◆ Given exercise
Turn the entries, from the line containing "One pin marks each instance of the boy's forearm." through the end of the entries, into a JSON list of strings, one string per line, with blank lines left out.

◆ Stored rows
• • • • •

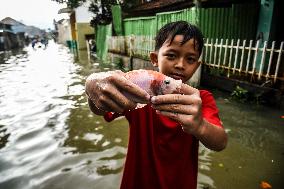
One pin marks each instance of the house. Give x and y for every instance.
(80, 28)
(243, 39)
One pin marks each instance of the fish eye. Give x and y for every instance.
(167, 81)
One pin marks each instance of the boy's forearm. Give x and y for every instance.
(94, 109)
(211, 136)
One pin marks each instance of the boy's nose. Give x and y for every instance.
(180, 63)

• • • • •

◆ Exercise solution
[
  "One pin marks each instance of the boy's forearm. Give x and y for every instance.",
  "(94, 109)",
  "(211, 136)",
  "One pin marks each instance of the boy's nose. Give x and y for every instance.",
  "(180, 63)"
]